#### Study text
/---
NieA's End: NieA_7's Over, and Out Goes Mayuko's Under Appreciation of Life's Little Pleasures
Even here, at the back end of the series, the final six episodes that chronicle Mayuko's emotional, psychological and residential fate, the denizens of the Enohana Bathhouse continue to accept NieA, a cancer to their pocket books and their collective sanity. However, director/writer Takuya Sato offers no apologies for NieA's scurrilous behavior, nor does he deliver unto her karmic restitution for the pain and suffering she's caused. Sato depicts NieA as a fact of life, an abrasive force that acquires a level of comfort in its predictability. NieA undergoes no transformative epiphany, achieves no redemptive feats - her malice isn't even imbued with the kind of underlying charm that makes Oscar the Grouch, and for that matter, Snow White's Grumpy, so palatable. NieA couldn't be any less endearing if she had single handedly developed the social philosophy behind the Third Reich. Approaching salvation, NieA decides to provide a meal for her reluctant benefactor at one point in episode 10, but this moment of altruism is short lived and belies the solipsistic demon within - the demon that no one can forgive, except perhaps a Japanese audience that prides itself on its capacity to forgive.
\---
#### Extracted material
/---
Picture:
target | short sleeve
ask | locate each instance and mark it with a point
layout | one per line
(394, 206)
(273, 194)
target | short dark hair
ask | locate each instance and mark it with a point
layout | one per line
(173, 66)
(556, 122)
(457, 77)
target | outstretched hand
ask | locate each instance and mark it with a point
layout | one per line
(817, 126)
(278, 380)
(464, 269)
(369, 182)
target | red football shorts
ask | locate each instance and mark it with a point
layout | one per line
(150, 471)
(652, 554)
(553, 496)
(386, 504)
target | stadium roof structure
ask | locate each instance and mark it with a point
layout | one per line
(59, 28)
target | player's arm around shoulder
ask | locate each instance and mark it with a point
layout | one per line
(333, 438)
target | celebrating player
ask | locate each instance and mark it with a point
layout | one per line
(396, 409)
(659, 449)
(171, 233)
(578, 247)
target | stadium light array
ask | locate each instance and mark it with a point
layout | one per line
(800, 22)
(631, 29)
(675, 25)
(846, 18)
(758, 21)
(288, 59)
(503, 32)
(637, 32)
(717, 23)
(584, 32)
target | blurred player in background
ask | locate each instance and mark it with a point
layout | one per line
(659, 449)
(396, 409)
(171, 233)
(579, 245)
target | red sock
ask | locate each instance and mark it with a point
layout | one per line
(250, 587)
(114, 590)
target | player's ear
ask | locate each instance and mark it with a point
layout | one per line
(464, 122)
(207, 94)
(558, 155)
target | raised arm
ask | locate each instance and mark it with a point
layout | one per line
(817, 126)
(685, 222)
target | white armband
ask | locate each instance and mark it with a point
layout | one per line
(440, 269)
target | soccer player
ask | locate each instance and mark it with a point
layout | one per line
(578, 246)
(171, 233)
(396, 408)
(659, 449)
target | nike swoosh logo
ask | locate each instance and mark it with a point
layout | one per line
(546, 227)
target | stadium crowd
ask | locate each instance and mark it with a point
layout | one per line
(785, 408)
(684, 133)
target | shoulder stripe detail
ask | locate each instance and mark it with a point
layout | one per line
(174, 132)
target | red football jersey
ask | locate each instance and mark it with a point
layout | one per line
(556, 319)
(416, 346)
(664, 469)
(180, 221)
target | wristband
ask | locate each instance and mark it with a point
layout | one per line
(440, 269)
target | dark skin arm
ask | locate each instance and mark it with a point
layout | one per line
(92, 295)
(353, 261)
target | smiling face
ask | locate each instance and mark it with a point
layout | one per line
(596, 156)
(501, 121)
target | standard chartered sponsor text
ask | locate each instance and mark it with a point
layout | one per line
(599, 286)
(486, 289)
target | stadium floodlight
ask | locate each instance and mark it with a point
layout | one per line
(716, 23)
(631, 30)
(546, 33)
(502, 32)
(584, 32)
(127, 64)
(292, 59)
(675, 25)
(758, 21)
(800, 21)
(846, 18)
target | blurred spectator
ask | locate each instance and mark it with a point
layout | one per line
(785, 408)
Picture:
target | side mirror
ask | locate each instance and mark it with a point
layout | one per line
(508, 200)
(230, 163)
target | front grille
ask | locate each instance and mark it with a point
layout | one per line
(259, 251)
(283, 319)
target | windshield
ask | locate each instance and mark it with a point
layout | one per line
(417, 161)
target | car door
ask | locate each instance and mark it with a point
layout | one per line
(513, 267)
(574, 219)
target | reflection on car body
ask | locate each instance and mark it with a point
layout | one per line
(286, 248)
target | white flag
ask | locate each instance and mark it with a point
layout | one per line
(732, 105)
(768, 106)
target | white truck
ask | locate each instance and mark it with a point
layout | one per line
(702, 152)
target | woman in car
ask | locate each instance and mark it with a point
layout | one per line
\---
#### Tasks for this exercise
**1.** From the NieA review, list everything it says Sato does not offer or deliver, and everything it says NieA does not undergo, achieve, or possess.
**2.** Continue the NieA review from its last sentence.

#### Answers by item
**1.**
- Apologies for NieA's scurrilous behavior (Sato offers none)
- Karmic restitution for the pain and suffering she's caused (Sato delivers none)
- A transformative epiphany (NieA undergoes none)
- Redemptive feats (NieA achieves none)
- The underlying charm that makes Oscar the Grouch and Snow White's Grumpy palatable (her malice isn't imbued with it)

**2.**
But, of course, NieA isn't the focus of the show. She is merely a lens through which to view Mayuko, a girl with high ambitions and a strong intellect who allows her worries to eclipse her achievements. If NieA stands for anything, it's the embodiment of Mayuko's worries (as I've speculated in earlier reviews) - and if Mayuko can accept NieA as she is, she can accept life as it is and move forward with a renewed confidence. In fact, NieA's entrenched despicability is a necessary gauge by which to measure how Mayuko is able to overcome her depression, the cathartic joy of the show balanced precariously on Mayuko choosing to break out of her plodding routine. When NieA disappears in episode 11, it seems as if, symbolically, Mayuko's albatross has been severed at the rope. But, rather than being relieved, Mayuko is consumed by this loss in her life, and it isn't until NieA returns half way through episode 12 that she regains a sense of completion, as masochistic as this piece of her life is. Venturing to establish a point to this, I believe that, with the treatment of NieA as a necessary evil so to speak, Sato underscores his idea that the tapestry of life isn't something from which you can remove the unfavorable pieces. The key to Mayuko's redemption - at least in her own eyes if not in my rational, far less forgiving, eyes - is adjusting her life to fit harmoniously with NieA's aberrance. The change must happen with Mayuko, not NieA. Which, essentially, renders NieA a structural tool rather than a fully fleshed character.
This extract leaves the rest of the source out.